◆ Instructions to follow ◆
All the records that follow need to be reproduced exactly. Omit the images.

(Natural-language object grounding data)
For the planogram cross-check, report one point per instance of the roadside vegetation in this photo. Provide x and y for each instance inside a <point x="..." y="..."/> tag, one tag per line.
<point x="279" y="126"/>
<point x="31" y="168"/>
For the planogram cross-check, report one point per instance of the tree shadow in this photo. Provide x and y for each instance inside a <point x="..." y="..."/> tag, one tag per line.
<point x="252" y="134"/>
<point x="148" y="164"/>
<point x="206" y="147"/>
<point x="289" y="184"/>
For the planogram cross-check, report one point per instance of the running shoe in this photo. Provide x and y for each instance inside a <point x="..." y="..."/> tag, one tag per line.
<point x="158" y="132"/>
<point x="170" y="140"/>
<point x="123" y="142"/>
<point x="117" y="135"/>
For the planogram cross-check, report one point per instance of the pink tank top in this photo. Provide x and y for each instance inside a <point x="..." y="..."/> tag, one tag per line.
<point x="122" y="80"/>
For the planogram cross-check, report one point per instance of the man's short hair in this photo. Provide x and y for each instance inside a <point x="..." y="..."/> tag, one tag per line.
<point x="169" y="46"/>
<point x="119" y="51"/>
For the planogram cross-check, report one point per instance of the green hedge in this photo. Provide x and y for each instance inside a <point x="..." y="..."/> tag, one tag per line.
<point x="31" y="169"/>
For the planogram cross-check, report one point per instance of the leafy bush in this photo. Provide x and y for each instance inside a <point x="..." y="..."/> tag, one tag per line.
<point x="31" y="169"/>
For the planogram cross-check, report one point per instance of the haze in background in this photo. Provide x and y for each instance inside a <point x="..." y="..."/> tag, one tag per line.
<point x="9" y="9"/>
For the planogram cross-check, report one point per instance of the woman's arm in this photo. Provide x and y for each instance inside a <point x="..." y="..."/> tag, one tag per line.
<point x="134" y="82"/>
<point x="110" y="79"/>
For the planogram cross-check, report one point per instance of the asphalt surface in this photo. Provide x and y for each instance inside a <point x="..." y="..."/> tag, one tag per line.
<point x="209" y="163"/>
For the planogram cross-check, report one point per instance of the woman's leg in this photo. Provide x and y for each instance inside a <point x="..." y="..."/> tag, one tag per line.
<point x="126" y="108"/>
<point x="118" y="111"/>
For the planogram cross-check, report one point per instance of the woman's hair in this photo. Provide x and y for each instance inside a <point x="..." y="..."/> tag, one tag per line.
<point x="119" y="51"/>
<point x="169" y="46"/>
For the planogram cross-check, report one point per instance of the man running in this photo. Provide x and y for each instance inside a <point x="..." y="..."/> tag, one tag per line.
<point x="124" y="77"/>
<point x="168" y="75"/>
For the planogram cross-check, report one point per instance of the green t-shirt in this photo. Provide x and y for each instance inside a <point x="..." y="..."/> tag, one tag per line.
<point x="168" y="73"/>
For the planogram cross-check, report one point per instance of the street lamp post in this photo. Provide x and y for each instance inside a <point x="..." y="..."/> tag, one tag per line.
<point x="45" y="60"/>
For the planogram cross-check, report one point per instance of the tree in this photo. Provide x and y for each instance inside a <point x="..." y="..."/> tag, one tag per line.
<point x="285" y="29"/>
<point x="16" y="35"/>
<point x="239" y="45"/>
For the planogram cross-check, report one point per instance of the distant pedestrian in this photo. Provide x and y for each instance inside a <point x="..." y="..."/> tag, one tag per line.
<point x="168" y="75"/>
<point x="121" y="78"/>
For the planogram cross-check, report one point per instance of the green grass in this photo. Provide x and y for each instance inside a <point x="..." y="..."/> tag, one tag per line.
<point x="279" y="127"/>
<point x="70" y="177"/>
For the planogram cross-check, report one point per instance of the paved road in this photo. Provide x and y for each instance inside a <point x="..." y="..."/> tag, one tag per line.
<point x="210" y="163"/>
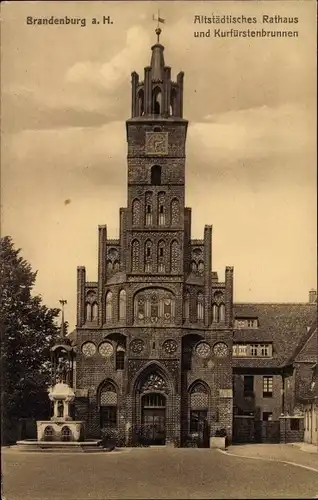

◆ Response area ◆
For the planogram cross-check, report one point per instance of the roadside vegetation in this photo. Provide x and y for each instance inside a <point x="..." y="..."/> tag, one tag per line.
<point x="279" y="126"/>
<point x="31" y="168"/>
For the planogram cross-check, report one point per instance of the tree shadow in this photo. Provide x and y for each instance inside a <point x="..." y="..."/> tag, one tag per line.
<point x="252" y="134"/>
<point x="148" y="164"/>
<point x="206" y="147"/>
<point x="289" y="184"/>
For the planogram cross-check, report one point per instance of the running shoe in this photo. Provide x and y for each instance inside a <point x="..." y="..."/> tag, one tag per line.
<point x="158" y="132"/>
<point x="170" y="140"/>
<point x="123" y="142"/>
<point x="117" y="135"/>
For the planogram cross-check, report one point per instance of the pink tank top in this photo. Provide x and y for each instance inside a <point x="..." y="..."/> tag, one tag per line.
<point x="122" y="80"/>
For the planogram cross-check, report one point per instance of the man's short hair in this photo. Provide x and y for each instance inside a <point x="..." y="..."/> tag, one tag per line.
<point x="169" y="46"/>
<point x="119" y="51"/>
For the planogram cross-check, report one point per instance of the green hedge in this photo. Provide x and y for each instance inside a <point x="..." y="..."/> tag, one tag per line.
<point x="31" y="169"/>
For the planogram cross-check, report one point per instance of the leafy bush in this photo. Provide x and y for each instance inside a <point x="..." y="..."/> tag, one tag per line.
<point x="31" y="169"/>
For the planogram cross-check, report one point per instance of the haze in background in this photo. Provide x and y for each instance inside a <point x="..." y="..."/> tag, one tag per line.
<point x="9" y="9"/>
For the planogram cross-check, report one point per instance of the woman's arm in this photo. Provide x and y for each instance inside a <point x="..." y="..."/> tag, one tag per line.
<point x="134" y="82"/>
<point x="110" y="79"/>
For the planogram cross-check, report one point per instance of the asphalt surface in this photo. Provide x and y for each instance inside a <point x="..." y="..."/> tag, one tag per line.
<point x="209" y="163"/>
For the planogram cross-check, report one point per instance of the woman's leg in this photo. Provide x and y for each instance inside a <point x="..." y="..."/> tag, one tag per line.
<point x="126" y="108"/>
<point x="118" y="111"/>
For the planogram cross-check, report one point per instance of the woman's hair in this photo. Provide x and y for each instance inside a <point x="..." y="..."/> tag, one tag per line.
<point x="119" y="51"/>
<point x="169" y="46"/>
For the planogram cross-check, report one point per instance of the man running in this photo. Provide x and y for each instance inside a <point x="..." y="..."/> tag, one tag per line.
<point x="124" y="77"/>
<point x="168" y="75"/>
For the planogram cross-check, report one point per instance of the green t-shirt in this photo. Provide x and y for each instance inside a <point x="..." y="..."/> tag, one tag per line.
<point x="168" y="73"/>
For the planogram cross-check, report one point per instance of the street lamp post in this photo. Provide x and y for each instance inside a <point x="..." y="..."/> tag, one tag per line.
<point x="45" y="60"/>
For the planogram cross-check, report one point per instance of the tree in this photo. Provide x and y for each instance inside a <point x="..." y="..."/> tag, one tag per line.
<point x="285" y="29"/>
<point x="16" y="35"/>
<point x="239" y="45"/>
For the planogram cross-check, report one point per instance of the distant pedestrian in this photo. Provide x and y for each instance inside a <point x="..." y="..."/> tag, one tag per line.
<point x="168" y="75"/>
<point x="121" y="78"/>
For the planogram cross-check, report one point per instance of the green grass in this photo. Provide x and y for each instance inside a <point x="..." y="..."/> tag, one tag per line.
<point x="279" y="127"/>
<point x="70" y="177"/>
For the planogram cross-check, report one point per instance of the paved road in this photo. Provide x and y for each instance inside a <point x="..." y="..."/> tag, one tag per line.
<point x="210" y="163"/>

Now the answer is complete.